Start of SOURCE MATERIAL

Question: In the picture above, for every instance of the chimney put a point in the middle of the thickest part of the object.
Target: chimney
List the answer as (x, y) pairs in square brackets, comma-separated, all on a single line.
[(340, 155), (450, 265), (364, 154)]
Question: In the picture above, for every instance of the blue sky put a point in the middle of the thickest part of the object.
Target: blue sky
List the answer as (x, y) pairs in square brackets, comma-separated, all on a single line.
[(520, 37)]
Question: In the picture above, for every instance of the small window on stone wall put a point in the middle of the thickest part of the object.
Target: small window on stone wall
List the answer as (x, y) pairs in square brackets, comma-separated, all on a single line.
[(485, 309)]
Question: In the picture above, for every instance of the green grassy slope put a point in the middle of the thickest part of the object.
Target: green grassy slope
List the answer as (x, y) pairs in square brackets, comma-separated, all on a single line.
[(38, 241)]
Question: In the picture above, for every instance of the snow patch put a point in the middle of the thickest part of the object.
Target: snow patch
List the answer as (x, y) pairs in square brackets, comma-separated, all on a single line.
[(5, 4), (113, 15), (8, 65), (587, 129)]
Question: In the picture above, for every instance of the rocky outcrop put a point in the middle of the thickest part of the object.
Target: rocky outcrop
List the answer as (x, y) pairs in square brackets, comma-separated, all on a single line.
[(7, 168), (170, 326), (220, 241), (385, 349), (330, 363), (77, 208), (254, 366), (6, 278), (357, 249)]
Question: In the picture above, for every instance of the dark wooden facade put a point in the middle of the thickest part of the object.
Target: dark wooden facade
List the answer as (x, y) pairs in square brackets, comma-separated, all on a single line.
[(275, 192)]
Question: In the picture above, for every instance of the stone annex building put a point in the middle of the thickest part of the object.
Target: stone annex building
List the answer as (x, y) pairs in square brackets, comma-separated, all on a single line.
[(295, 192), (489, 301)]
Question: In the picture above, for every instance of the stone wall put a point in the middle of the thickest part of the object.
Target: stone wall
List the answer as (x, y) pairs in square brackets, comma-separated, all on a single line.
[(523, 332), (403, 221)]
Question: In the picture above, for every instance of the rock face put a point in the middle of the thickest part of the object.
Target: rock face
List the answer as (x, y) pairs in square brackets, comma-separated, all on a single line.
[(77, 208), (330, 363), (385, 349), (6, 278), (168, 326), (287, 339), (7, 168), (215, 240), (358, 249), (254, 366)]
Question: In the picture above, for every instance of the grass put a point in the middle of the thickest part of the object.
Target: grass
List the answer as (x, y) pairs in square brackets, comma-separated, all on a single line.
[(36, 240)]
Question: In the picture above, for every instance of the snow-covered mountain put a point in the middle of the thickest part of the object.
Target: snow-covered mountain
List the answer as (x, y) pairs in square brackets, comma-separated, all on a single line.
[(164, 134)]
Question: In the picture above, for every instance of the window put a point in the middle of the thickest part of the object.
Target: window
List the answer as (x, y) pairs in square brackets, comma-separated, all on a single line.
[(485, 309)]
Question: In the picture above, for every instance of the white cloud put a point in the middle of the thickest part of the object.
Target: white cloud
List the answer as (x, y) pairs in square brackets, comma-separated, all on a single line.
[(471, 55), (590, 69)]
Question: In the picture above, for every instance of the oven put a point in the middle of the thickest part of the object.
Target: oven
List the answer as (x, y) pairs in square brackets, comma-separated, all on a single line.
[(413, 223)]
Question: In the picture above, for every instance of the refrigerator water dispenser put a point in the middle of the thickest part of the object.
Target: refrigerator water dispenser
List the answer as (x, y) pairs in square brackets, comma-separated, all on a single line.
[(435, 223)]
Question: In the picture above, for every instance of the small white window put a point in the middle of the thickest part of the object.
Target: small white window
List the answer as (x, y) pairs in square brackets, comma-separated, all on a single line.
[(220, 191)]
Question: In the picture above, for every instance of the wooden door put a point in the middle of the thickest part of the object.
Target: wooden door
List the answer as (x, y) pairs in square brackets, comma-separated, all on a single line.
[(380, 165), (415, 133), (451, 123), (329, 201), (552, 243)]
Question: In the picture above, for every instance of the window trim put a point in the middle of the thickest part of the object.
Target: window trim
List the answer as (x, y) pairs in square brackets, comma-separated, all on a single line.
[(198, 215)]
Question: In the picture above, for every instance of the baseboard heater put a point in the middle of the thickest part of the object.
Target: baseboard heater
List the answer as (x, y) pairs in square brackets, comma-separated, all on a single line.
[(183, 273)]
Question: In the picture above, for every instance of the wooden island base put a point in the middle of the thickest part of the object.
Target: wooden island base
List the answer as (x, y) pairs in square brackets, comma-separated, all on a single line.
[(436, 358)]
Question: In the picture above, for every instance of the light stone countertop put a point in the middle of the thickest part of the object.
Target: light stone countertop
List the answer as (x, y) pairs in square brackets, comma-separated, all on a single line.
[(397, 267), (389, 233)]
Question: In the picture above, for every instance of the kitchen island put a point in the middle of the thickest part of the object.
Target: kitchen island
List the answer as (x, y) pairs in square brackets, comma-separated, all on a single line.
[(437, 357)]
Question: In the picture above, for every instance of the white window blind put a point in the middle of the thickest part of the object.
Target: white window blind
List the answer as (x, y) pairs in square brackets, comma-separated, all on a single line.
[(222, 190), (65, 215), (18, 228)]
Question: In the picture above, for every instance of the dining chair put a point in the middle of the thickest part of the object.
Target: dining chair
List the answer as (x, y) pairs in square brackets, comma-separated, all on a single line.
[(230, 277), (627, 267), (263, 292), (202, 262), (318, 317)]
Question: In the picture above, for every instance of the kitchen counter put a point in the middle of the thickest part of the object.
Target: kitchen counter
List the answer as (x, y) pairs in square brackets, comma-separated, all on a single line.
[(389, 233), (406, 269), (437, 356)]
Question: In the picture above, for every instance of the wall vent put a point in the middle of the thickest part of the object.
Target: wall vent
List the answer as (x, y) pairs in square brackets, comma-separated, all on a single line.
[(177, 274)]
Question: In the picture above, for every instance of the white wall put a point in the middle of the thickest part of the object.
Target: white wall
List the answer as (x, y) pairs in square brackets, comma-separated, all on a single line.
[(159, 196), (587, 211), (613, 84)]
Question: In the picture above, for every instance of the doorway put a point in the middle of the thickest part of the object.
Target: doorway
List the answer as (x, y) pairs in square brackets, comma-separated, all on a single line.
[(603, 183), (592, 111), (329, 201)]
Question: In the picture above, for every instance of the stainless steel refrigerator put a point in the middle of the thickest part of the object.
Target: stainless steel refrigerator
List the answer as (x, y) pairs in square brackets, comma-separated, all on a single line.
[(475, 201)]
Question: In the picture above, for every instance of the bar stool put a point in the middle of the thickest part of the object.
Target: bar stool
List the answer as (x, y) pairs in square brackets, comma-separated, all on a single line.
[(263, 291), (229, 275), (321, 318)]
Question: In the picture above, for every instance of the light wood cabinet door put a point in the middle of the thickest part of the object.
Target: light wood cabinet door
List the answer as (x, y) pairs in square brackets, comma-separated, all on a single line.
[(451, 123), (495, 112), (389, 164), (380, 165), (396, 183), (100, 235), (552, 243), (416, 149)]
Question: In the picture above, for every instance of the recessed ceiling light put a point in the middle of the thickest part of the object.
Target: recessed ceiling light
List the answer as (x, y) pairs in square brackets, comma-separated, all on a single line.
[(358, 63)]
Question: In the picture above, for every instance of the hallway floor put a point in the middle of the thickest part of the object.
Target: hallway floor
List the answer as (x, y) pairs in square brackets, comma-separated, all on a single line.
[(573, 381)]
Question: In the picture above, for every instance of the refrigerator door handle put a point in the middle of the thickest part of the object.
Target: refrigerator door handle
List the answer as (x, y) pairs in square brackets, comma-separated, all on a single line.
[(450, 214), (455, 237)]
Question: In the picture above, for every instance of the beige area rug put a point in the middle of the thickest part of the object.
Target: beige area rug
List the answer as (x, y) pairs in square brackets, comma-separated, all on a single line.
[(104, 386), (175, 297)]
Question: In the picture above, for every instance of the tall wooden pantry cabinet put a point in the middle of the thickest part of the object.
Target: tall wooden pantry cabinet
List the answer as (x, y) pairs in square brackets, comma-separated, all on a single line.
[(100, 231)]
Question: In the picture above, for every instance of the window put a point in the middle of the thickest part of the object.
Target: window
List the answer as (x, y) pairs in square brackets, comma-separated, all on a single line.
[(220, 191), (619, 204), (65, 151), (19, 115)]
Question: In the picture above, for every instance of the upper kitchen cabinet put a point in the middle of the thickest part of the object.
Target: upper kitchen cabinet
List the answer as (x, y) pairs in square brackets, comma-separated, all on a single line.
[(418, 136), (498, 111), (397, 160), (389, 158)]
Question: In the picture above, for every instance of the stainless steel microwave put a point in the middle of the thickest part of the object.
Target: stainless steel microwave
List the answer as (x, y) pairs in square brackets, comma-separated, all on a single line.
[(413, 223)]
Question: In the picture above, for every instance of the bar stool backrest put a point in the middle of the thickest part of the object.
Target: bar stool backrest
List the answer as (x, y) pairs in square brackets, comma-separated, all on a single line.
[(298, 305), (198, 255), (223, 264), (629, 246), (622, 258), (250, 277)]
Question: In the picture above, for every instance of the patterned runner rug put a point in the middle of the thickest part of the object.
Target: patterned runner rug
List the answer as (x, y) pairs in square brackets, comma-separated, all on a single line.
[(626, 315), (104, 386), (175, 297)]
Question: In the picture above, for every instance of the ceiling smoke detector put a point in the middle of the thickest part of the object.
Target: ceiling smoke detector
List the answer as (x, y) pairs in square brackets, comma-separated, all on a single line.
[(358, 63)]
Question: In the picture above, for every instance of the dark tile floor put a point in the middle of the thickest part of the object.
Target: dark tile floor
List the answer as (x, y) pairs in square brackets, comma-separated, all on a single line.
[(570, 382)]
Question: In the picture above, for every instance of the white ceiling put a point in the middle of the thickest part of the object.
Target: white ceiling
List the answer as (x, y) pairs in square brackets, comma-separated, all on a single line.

End of SOURCE MATERIAL

**WHAT TO WORK ON**.
Among the entries above, the line containing "Target: snow-covered mountain", the line containing "Target: wooden door", and all lines between them are to be restated word for word; nothing else belongs in the reply.

**WRITTEN ANSWER**.
Target: snow-covered mountain
List the answer as (x, y) pairs in square brackets, comma-separated, all on a single line.
[(164, 134)]
Question: In the picture above, for every instance of the window put a point in the middle of the thickest part of the object.
Target: window
List the answer as (x, y) pairs in square brackets, comma-separated, all on a single line.
[(485, 309)]
Question: In the picture above, for every instance of the white cloud put a point in the middle of the thickest part of the object.
Target: white cloud
List the answer as (x, y) pairs in square brackets, comma-separated, all on a single line.
[(471, 55), (590, 69)]
Question: In the picture above, for every instance of the oven put a point in the middle of the thickest part of the object.
Target: oven
List the answer as (x, y) pairs in square brackets, comma-separated, all on a single line.
[(413, 223)]
Question: In the picture above, for every instance of the refrigerator water dispenser put a point in the middle of the thickest part of the object.
Target: refrigerator water dispenser
List the answer as (x, y) pairs in square brackets, comma-separated, all on a single line.
[(435, 223)]
Question: In the picture above, for every instance of the small white window put a point in the middle of the thickest part of the object.
Target: small white window
List the answer as (x, y) pairs in square brackets, comma-separated, all on a single line.
[(220, 191)]
Question: In the picture above, for every instance of the wooden door put a point in the middle of the thickest part of the object.
Target: wooden door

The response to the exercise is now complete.